• _SELECTED EXTRACT_
━━━━━━━━━━━━━━━━━━━━
The point... there is no single path to failure caused by AV, but I'll try to walk you through some representative scenarios. Conversely, other factors can cause similar performance impacts, too (e.g. saturated network, poor disk, etc)

AVImpact

...but for now, we'll focus on AV (and for anyone asking... that is a great example of AV totally wrecking the performance in my lab).

Follow the money crawl flow...

As we dive in, I will refer to the following high level flow for a crawl when describing a particular point of a crawl:

The Crawl Load report (found in Central Admin -> Crawl Health Reports -> in the Crawl Latency tab) illustrates the number of items being processed by the system at any a given moment in time, whereas the Crawl Latency chart (in the same tab, but presented under the Crawl Load chart) shows you the latency for various stages. At Ignite (around the 47m 30s mark), I talked about the Crawl Load report and noted that I use it as my starting point when troubleshooting any crawl performance issue.

crawlLoad-v-latency

For the Crawl Load, I use the analogy of cars on the road. If you take an aerial photo of rush hour traffic, you would see a lot of cars on the road, but have no real measure of how fast each car is actually moving. Being said, if in that photo you could see that lots of cars where packing in between mile marker 10 and 11, then there was likely something between mile marker 11 and 12 causing a slow-down (e.g. all the cars on the road are backed up by some bottleneck further down the road).

This Crawl Load chart is similar in that we can see where the items are in the system as they are being processed. Although overly simplified, it may also help to think about this Crawl Load chart as an indicator of where the Crawl Component’s [gatherer, aka “robot”] threads are currently working (e.g. each thread is working on some batch of items at any given time, which is why the chart shows number of items in the Y axis instead of threads). To take out the previous analogy further, each car [thread] is moving a batch of people [items] down the road [crawl flow].

When a crawl is flowing well, you'd typically expect to see a roughly even split of items in the "In Crawler Queue" and "Submitted to CTS". In other words, about half of the threads are busy gathering new items to process and the other half of threads are waiting for callbacks on items being processed.

However...

backedupInPlugin

...here we see the threads are mostly pooling in "Waiting in Content Plugin" (e.g. between steps 2b and 3 from the flow illustration above) and in “Submitted to CTS” (which means the threads are waiting on a callback until the processing in steps 3 to 6b completed). Going back to the traffic analogy again, we would expect to see corresponding bottlenecks somewhere down the road, which we can see using the "Content Processing Activity" report.

The very first chart at the top of this post (e.g. the "Content Processing Activity" report dominated by purple [DocumentRetrieval] and gold [Indexing] values) best illustrates the negative impact that AV can have on crawling...
━━━━━━━━━━━━━━━━━━━━
• _COLLECTED MATERIAL_
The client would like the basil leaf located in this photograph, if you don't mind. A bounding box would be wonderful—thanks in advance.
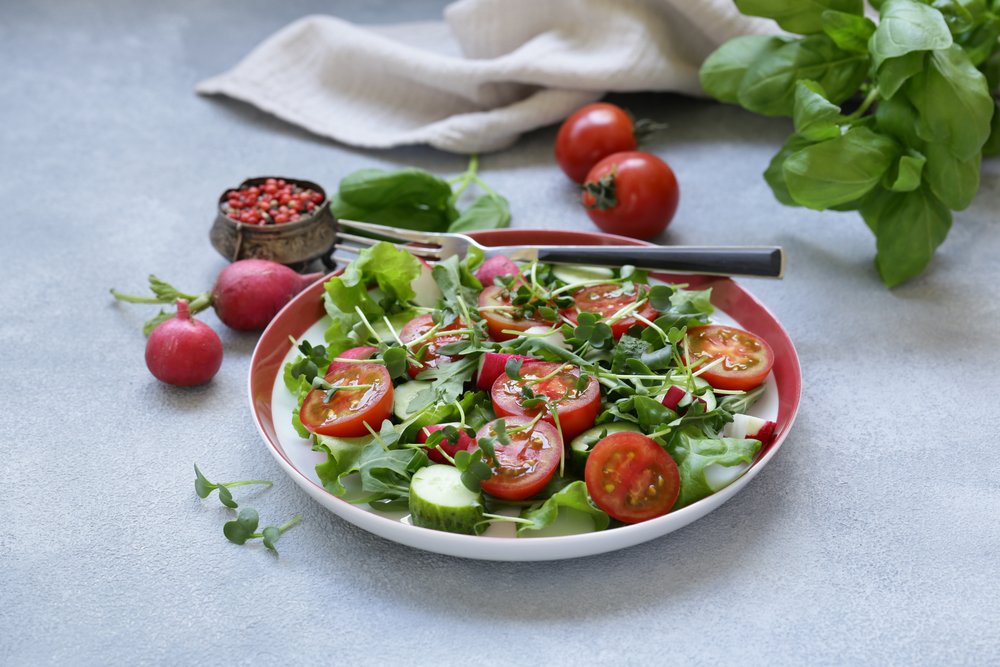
━━━━━━━━━━━━━━━━━━━━
• _DO THIS_
Reproduce word for word the passage of the crawl performance text that begins with the words containing "As we dive in, I" and ends with "crawl performance issue.".

• _RESULT OF THE EXERCISE_
As we dive in, I will refer to the following high level flow for a crawl when describing a particular point of a crawl:

The Crawl Load report (found in Central Admin -> Crawl Health Reports -> in the Crawl Latency tab) illustrates the number of items being processed by the system at any a given moment in time, whereas the Crawl Latency chart (in the same tab, but presented under the Crawl Load chart) shows you the latency for various stages. At Ignite (around the 47m 30s mark), I talked about the Crawl Load report and noted that I use it as my starting point when troubleshooting any crawl performance issue.